• [What the exercise asks]:
Resize the material starting at the line containing "Locate a point on each instance of the brass" and ending at the end of the material. Write out every one of those lines again with the wording unchanged, and multiply each x and y coordinate in the answers by 1.6, rounding to whole numbers with halves rounded up.

• [Material for this exercise]:

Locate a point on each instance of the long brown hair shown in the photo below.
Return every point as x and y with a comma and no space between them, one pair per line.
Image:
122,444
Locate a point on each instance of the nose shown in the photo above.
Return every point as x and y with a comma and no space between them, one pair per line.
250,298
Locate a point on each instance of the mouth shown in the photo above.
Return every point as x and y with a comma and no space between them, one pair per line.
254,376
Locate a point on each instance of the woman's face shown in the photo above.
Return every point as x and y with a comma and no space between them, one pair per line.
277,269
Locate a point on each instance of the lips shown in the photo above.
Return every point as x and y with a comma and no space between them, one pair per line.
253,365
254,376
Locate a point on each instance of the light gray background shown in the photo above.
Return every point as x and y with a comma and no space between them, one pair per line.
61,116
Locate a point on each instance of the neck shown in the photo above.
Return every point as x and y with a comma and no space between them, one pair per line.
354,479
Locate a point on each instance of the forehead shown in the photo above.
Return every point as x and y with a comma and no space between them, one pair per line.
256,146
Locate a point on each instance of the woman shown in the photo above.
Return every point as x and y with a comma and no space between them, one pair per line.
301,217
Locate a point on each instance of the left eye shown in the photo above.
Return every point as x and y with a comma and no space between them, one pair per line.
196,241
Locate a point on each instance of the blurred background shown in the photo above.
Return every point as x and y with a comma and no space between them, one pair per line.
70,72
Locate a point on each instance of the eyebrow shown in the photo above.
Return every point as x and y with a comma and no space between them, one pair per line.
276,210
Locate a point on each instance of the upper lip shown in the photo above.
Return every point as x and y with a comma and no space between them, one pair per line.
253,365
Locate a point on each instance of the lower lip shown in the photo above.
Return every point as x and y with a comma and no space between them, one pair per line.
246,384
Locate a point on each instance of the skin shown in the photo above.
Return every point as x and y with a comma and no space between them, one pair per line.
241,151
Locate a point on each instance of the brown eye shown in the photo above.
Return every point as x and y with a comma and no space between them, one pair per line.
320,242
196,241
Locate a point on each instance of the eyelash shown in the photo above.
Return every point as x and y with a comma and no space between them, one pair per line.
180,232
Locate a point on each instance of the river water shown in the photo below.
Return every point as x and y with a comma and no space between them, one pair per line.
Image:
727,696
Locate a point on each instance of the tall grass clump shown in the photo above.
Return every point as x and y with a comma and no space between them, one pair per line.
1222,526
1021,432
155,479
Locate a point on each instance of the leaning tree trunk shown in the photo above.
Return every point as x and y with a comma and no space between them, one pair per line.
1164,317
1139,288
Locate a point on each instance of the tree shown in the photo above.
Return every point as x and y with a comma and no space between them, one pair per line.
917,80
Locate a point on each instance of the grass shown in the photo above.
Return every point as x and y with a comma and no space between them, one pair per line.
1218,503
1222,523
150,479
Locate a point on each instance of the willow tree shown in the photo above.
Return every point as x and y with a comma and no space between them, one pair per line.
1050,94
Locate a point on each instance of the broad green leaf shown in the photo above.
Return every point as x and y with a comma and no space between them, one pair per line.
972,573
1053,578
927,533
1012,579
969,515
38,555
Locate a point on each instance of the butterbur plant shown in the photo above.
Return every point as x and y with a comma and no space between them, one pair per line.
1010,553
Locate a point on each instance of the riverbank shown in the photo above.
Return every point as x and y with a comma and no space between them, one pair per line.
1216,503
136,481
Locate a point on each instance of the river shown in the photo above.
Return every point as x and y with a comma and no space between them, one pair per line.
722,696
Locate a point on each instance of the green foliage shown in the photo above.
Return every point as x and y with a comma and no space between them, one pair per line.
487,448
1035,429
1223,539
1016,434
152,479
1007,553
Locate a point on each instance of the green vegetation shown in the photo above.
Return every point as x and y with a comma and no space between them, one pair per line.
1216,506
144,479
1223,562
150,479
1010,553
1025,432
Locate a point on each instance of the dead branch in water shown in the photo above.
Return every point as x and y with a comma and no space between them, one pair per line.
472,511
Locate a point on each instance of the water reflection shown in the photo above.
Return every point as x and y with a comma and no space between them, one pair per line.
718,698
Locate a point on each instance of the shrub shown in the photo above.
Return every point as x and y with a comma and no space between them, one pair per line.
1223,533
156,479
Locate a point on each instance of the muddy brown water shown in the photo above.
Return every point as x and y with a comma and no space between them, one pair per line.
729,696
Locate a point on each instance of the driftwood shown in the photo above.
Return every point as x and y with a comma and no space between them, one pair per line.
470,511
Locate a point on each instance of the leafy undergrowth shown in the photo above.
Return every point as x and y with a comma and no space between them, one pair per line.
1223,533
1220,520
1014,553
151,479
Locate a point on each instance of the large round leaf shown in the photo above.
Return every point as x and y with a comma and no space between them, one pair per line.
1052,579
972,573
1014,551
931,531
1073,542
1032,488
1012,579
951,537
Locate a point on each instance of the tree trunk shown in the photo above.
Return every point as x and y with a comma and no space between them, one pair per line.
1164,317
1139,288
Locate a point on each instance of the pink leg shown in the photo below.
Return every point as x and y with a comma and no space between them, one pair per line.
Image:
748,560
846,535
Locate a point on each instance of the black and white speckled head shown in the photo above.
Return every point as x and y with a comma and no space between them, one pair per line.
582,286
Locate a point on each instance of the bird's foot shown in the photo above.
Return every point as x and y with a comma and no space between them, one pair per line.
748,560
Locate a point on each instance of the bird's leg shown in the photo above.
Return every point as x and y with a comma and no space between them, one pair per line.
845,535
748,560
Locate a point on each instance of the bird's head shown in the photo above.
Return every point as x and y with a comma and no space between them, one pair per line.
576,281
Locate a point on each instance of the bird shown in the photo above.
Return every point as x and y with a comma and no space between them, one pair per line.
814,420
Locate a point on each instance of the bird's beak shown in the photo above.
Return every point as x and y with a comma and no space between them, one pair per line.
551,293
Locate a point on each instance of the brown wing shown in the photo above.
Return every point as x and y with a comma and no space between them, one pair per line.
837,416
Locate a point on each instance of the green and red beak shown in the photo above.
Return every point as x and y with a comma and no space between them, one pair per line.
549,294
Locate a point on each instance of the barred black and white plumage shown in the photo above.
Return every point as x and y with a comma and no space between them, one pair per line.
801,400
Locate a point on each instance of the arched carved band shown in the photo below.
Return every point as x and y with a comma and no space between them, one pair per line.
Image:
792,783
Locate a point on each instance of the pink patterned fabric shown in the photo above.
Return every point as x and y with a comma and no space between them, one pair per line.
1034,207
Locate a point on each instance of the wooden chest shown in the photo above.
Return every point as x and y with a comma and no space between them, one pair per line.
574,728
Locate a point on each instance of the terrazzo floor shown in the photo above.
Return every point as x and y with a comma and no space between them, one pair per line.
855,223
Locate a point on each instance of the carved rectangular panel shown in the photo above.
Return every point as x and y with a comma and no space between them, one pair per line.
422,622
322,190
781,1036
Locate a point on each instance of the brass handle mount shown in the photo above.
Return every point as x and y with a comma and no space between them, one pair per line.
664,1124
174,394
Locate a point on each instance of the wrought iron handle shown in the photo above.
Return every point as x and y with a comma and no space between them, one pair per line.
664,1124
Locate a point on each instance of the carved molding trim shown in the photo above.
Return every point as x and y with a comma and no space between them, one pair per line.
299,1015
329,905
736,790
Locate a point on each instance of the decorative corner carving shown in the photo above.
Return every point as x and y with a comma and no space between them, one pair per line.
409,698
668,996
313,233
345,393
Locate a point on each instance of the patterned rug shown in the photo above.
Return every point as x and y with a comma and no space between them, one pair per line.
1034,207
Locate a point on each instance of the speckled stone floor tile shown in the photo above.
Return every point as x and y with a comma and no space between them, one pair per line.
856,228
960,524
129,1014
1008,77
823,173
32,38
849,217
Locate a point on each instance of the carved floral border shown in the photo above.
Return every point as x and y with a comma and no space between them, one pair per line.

• [Output of the task]:
Locate a point on each instance of the brass handle mount shown in the photo above.
Return every point as x and y with a comma and no space between them, one pair per line.
1062,1798
278,630
Locate a point on each instance of the wrought iron handle shown in the photo above.
Return every point as x and y with a comma and no space between them, one pair per line.
1062,1798
Locate a point on each instance of the carved molding trim shown in the photo above.
Return every point as x and y with a comma and no space between them, one pair per line.
478,1624
526,1448
1178,1264
Locate a point on each instance of the decorative corner carving shown in the photo above.
Return every point as x and y with a comma and no space between them, one pair per line.
654,1117
1069,1594
501,373
552,629
Locate a point on each instance of the patterned rug shown in the photo above.
Return every point as x and y with a comma and no space between them, one pair per line.
1654,331
Locate a point on each instance of the speckled stone floor tile shown in the photo above.
Return every point as x and y with a comma and no space between them, one pair per line.
1370,365
1536,838
206,1622
1613,123
1317,277
51,61
1358,347
Locate a point on each instance of the carved floral border shown in the photo above.
Return every point as x and y with a comma and no space between them, one pair per line.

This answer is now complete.